WHAT IS EXPECTED » Leave out the pictures and return every entry exactly as it appears.

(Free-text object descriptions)
▬▬▬

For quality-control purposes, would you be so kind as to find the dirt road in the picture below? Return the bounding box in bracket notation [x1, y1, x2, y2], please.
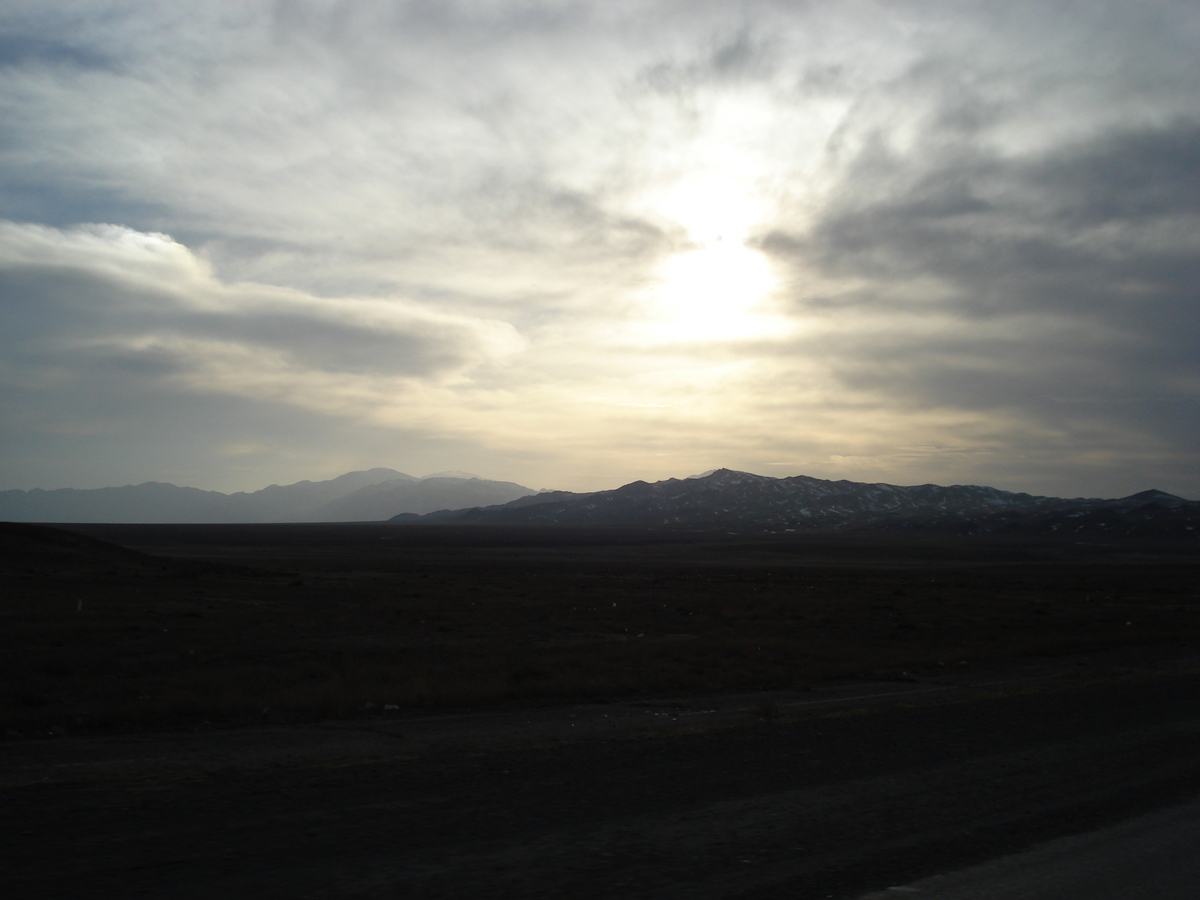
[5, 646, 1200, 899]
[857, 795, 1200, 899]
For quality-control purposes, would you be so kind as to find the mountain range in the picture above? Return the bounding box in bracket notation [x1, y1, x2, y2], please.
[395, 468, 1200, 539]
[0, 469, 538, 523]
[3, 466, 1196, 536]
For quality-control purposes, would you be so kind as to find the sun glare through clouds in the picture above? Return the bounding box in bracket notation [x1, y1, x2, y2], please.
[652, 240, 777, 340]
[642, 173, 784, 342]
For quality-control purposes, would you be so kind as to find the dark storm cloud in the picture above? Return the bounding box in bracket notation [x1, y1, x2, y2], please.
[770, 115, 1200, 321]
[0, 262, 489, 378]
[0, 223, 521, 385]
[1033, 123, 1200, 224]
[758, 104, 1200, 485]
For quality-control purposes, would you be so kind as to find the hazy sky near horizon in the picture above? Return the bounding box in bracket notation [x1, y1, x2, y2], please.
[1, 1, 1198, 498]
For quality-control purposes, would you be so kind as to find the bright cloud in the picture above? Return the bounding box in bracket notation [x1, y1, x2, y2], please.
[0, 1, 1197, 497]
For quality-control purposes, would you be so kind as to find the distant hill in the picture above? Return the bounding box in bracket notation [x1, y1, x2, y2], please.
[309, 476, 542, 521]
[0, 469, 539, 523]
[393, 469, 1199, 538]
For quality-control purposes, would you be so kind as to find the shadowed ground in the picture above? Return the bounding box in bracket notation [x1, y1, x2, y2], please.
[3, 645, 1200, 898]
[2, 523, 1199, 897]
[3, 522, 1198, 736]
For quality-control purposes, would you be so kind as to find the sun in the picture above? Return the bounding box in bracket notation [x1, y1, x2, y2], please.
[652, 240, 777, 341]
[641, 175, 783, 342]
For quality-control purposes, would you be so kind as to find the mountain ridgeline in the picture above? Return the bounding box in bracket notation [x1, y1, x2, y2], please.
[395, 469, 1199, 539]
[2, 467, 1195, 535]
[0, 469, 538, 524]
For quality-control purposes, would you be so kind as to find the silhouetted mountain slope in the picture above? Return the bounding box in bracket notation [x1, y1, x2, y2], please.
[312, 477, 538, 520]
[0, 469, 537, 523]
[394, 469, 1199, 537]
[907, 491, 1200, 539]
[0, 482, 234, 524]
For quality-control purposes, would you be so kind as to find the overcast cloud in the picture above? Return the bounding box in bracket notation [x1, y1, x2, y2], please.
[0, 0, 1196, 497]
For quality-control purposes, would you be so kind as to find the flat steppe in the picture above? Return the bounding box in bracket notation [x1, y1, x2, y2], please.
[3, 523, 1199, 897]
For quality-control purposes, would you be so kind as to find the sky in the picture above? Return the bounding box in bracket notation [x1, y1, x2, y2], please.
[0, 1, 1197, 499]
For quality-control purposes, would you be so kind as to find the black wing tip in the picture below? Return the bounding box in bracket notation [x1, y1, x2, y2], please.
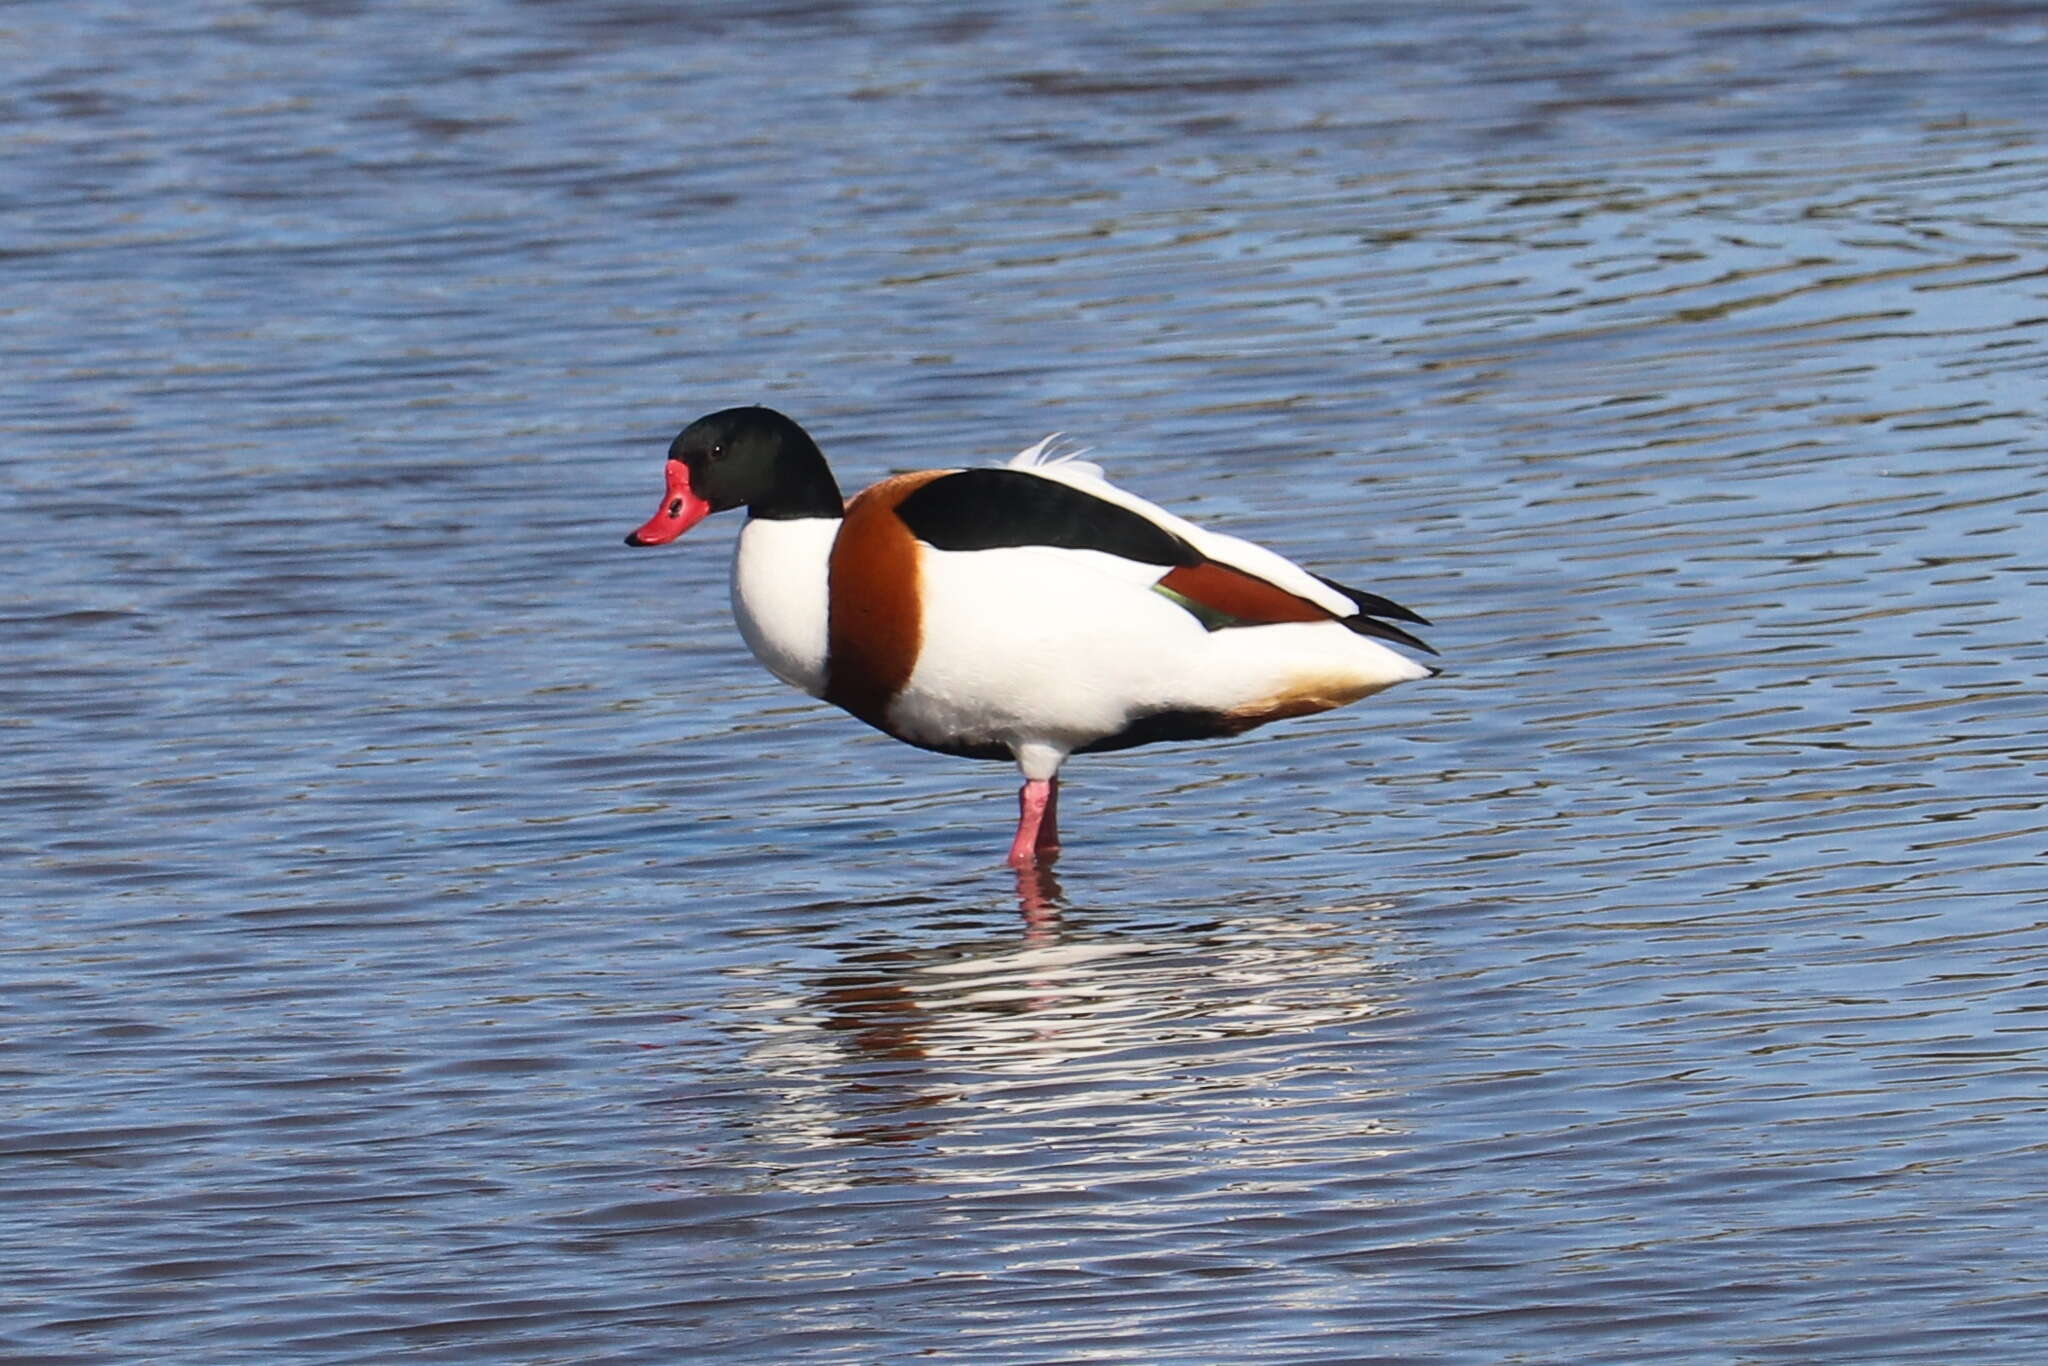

▬▬▬

EXERCISE RESULT »
For quality-control purposes, would you be so kind as to find the dirt road in the picture below? Return the bounding box in bracket notation [x1, y1, x2, y2], please.
[5, 646, 1200, 899]
[857, 795, 1200, 899]
For quality-control purposes, would you be so kind as to find the mountain range in the picture above? Return the bounding box in bracket notation [x1, y1, x2, y2], please.
[395, 468, 1200, 539]
[0, 469, 538, 523]
[3, 466, 1196, 536]
For quality-control purposes, would you be so kind as to find the sun glare through clouds in the picture above? Return the bounding box in bracket notation [x1, y1, x2, y2], please.
[652, 240, 777, 340]
[642, 173, 784, 342]
For quality-control purposes, would you be so kind as to find the dark storm cloud in the picture above? Return the bounding box in bracket notation [x1, y1, x2, y2], please.
[770, 115, 1200, 321]
[0, 262, 489, 378]
[0, 223, 521, 385]
[1033, 123, 1200, 224]
[758, 104, 1200, 485]
For quality-control purposes, would you be so kind as to find the hazy sky near horizon in the picture above? Return the bounding box in bracket notation [x1, y1, x2, y2], please.
[1, 1, 1198, 498]
For quality-control purposes, would you be so kind as to find the bright cloud in the picture above? Return the bounding box in bracket notation [x1, y1, x2, y2], please.
[0, 1, 1197, 497]
For quality-control purposes, would you be so kind as to find the distant hill in the picture above? Return the bounding box in bracket notation [x1, y1, x2, y2], please.
[309, 476, 542, 521]
[0, 469, 539, 523]
[393, 469, 1199, 538]
For quality-control purposes, would you be so kind as to find the shadowed ground in the picture above? Return the bounding box in bracket notation [x1, y1, x2, y2], please.
[3, 645, 1200, 898]
[2, 523, 1199, 897]
[3, 522, 1198, 736]
For quality-control purposes, would you be so kind as to find the sun in the picture above? Return the bounding box in bracket notation [x1, y1, x2, y2], please.
[652, 240, 777, 341]
[641, 175, 783, 342]
For quality-control purposes, would you be so kind as to find the mountain ridgeline in the picture above? Return the bounding box in bracket notation [x1, y1, x2, y2], please.
[395, 469, 1199, 539]
[2, 467, 1195, 535]
[0, 469, 538, 524]
For quality-control purposes, would you be so kind as to find the silhouetted mountain slope in the picture above? Return the bounding box in bracket notation [x1, y1, x2, y2], please.
[312, 477, 538, 520]
[0, 469, 537, 523]
[394, 469, 1199, 537]
[907, 491, 1200, 539]
[0, 482, 234, 524]
For quality-control purposes, would you be so kind as to find the overcast cloud in the picture above? Return the bounding box in bracket notation [x1, y1, x2, y2], please.
[0, 0, 1196, 497]
For quality-control purposes, would you be so kind as to find the flat steppe in the picture above? Return the bounding box in bracket notation [x1, y1, x2, y2], please.
[3, 523, 1199, 897]
For quality-control purposes, would you be so kind as to find the sky in the picture above? Return the bounding box in bracket notation [x1, y1, x2, y2], please.
[0, 1, 1197, 499]
For quality-control purposes, would you be so kind as to find the black wing tip in the picture below? Return the bounding box in bracket notation [x1, y1, x2, y2], please.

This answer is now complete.